> _THE EXERCISE_: Recast the material from the line with "Target: purple pickup truck" through its end as a two-column CSV headed request and answer, with one row per request. Put the request text and its answer each in a single quoted field, turning line breaks into spaces.

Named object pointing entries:
────────

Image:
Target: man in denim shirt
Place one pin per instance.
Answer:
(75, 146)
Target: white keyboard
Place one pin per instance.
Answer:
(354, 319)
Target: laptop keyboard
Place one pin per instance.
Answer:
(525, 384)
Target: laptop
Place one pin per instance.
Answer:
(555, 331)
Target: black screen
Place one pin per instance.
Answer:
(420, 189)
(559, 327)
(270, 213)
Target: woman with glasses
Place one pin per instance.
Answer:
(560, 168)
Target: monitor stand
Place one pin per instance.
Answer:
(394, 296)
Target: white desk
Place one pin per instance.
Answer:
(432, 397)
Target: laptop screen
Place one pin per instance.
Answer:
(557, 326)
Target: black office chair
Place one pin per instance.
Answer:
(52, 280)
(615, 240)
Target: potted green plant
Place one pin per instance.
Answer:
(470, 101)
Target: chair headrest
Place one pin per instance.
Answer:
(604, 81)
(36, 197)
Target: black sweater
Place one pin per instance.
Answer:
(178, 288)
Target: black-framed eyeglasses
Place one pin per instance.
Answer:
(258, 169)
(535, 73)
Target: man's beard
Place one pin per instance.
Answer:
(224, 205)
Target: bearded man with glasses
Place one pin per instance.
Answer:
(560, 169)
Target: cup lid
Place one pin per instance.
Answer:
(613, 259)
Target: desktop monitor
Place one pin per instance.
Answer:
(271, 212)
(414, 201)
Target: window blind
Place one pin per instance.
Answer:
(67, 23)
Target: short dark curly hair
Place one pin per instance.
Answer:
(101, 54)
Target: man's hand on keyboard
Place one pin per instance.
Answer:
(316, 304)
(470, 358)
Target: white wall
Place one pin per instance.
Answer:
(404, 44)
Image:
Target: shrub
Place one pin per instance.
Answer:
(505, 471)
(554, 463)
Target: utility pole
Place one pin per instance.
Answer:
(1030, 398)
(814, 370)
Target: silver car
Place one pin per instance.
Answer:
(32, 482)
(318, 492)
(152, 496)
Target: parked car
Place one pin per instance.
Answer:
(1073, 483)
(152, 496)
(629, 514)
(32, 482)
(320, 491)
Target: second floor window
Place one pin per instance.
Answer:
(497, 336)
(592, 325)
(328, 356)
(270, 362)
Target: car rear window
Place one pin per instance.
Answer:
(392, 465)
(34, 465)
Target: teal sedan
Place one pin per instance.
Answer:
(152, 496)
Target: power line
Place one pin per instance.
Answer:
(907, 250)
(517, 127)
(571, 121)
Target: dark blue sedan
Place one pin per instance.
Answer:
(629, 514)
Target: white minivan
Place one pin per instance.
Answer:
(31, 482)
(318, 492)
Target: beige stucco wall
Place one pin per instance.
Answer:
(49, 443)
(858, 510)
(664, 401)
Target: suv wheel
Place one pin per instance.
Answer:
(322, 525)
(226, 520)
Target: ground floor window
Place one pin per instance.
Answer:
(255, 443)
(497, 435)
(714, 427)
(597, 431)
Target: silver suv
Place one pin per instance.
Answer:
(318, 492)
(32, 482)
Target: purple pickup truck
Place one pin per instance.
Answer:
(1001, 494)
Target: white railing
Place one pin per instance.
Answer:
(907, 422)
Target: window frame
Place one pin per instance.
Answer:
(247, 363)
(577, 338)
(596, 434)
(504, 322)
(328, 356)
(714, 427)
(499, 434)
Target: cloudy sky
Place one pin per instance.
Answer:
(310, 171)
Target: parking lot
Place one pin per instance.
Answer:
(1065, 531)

────────

> _THE RESPONSE_:
request,answer
"Target: purple pickup truck Place one pin per instance. Answer:","(1001, 494)"
"Target: white railing Place one pin per instance. Answer:","(907, 422)"
"Target: window frame Place one pin per instance. Answer:","(247, 363) (577, 338) (596, 434) (504, 322) (328, 356) (714, 427) (499, 434)"
"Target: cloudy sky Place one pin per instance. Answer:","(310, 171)"
"Target: parking lot Place one pin per instance. Answer:","(1065, 531)"